Tasks and exercises:
A - In the forum thread about the apple orchard visit, what three things does lhalfcent plan to make with the apples?
B - In the apple orchard thread, swap "bushel" for "crate" in the passage that begins at the words "## lhalfcent (Mar" and stops after "(Jul 25, 2010)".

Text extract:
● ● ●

# Went to the apple orchard today



## lhalfcent (Mar 11, 2010)

got a bushel of mixed apples..honeycrisp harelreds also known as harolson's and sweet 16's. Yumm!
going to be making apple sauce, juice and hard cider. But need to get another bushel or two. 
also the new place my fam is moving into has the old root cellar left to it and wondered if there was any trick to storing apples during winter?
i have read so many different ideas just wondered if anyone here had a fool proof method usable here in cold minnesota.


----------



## lotsoflead (Jul 25, 2010)

lhalfcent said:


> got a bushel of mixed apples..honeycrisp harelreds also known as harolson's and sweet 16's. Yumm!
> going to be making apple sauce, juice and hard cider. But need to get another bushel or two.
> also the new place my fam is moving into has the old root cellar left to it and wondered if there was any trick to storing apples during winter?
> i have read so many different ideas just wondered if anyone here had a fool proof method usable here in cold minnesota.

● ● ●

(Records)
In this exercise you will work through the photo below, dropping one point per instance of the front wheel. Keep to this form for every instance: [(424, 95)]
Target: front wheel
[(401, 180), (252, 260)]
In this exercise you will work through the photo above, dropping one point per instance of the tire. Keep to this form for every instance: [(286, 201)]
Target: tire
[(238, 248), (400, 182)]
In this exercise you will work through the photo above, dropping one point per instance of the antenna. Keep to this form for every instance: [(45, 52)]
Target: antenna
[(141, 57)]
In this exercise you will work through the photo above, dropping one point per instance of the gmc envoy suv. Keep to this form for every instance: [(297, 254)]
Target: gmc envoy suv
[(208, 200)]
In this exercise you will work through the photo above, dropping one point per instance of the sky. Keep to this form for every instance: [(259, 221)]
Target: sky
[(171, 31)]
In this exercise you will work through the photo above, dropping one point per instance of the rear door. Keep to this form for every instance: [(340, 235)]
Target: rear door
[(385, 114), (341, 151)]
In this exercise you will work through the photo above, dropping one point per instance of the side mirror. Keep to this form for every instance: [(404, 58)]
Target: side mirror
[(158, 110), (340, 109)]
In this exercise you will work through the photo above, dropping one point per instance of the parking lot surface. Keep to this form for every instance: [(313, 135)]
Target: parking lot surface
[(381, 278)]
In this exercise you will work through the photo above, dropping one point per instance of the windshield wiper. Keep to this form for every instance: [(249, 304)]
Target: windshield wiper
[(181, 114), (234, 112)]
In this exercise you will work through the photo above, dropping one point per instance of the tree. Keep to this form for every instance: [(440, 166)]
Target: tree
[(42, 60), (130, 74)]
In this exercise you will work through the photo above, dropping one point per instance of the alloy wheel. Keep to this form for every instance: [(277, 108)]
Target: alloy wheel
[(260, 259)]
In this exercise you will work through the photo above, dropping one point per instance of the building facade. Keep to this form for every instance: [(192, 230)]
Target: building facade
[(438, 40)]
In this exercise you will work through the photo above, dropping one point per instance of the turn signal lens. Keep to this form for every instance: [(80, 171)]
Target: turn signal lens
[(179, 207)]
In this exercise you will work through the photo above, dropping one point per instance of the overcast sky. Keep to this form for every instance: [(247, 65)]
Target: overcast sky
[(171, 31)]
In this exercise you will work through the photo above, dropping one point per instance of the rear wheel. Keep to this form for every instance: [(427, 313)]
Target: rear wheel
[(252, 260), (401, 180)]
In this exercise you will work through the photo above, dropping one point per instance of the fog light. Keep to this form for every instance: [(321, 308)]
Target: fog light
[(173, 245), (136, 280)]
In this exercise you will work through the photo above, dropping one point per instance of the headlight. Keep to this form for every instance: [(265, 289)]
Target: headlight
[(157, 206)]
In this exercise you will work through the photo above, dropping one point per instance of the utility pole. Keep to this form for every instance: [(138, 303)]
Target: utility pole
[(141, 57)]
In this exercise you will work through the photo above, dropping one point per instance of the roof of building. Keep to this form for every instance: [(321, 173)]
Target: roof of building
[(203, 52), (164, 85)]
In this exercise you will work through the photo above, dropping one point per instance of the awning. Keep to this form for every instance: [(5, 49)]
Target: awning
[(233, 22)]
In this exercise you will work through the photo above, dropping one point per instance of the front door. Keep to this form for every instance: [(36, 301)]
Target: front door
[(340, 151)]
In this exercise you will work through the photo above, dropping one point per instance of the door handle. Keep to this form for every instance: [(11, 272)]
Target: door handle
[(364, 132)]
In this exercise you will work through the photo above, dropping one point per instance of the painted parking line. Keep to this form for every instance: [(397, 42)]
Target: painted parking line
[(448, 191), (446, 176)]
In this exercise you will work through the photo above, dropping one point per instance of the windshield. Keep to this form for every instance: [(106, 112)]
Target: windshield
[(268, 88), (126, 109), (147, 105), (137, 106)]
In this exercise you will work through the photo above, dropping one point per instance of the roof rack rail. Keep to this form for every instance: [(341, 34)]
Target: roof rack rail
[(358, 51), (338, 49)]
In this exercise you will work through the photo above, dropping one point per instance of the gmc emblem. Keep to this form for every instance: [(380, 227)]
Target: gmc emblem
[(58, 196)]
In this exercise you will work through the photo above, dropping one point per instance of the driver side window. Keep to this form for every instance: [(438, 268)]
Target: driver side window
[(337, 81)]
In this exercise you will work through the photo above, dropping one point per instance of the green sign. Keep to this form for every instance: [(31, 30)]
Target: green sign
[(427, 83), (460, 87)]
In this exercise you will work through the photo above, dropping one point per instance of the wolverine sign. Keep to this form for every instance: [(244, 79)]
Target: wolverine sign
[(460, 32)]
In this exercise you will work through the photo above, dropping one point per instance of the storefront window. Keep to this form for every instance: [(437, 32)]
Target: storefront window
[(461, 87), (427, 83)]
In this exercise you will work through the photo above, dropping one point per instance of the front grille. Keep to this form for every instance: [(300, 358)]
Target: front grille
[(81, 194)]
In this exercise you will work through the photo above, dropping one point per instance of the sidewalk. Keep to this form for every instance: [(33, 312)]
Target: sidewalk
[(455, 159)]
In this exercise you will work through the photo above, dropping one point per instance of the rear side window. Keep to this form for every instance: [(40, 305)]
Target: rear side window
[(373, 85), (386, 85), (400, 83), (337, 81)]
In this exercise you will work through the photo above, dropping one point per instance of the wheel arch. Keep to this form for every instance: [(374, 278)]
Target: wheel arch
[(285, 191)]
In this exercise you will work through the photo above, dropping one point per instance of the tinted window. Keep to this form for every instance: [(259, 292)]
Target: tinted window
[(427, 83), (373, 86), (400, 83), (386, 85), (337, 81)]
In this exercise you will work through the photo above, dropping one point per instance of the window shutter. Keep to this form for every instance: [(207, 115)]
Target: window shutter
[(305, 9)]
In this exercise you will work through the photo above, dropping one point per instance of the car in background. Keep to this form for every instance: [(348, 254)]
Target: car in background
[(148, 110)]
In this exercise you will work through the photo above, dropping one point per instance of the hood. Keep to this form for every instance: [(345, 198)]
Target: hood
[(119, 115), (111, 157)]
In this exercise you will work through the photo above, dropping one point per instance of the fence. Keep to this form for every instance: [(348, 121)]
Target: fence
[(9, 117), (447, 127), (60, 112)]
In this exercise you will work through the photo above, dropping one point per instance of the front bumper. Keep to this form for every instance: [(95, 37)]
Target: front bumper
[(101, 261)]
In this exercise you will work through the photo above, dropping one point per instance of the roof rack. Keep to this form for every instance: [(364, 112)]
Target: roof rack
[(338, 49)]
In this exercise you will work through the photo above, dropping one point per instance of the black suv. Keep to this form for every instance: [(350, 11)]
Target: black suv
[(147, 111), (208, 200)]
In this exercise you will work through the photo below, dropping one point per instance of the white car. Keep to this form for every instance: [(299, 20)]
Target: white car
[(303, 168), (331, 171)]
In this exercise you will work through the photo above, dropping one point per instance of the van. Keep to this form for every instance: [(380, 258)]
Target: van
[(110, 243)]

● ● ●

Problem solutions:
A - Apple sauce, juice and hard cider.

B -
## lhalfcent (Mar 11, 2010)

got a crate of mixed apples..honeycrisp harelreds also known as harolson's and sweet 16's. Yumm!
going to be making apple sauce, juice and hard cider. But need to get another crate or two. 
also the new place my fam is moving into has the old root cellar left to it and wondered if there was any trick to storing apples during winter?
i have read so many different ideas just wondered if anyone here had a fool proof method usable here in cold minnesota.


----------



## lotsoflead (Jul 25, 2010)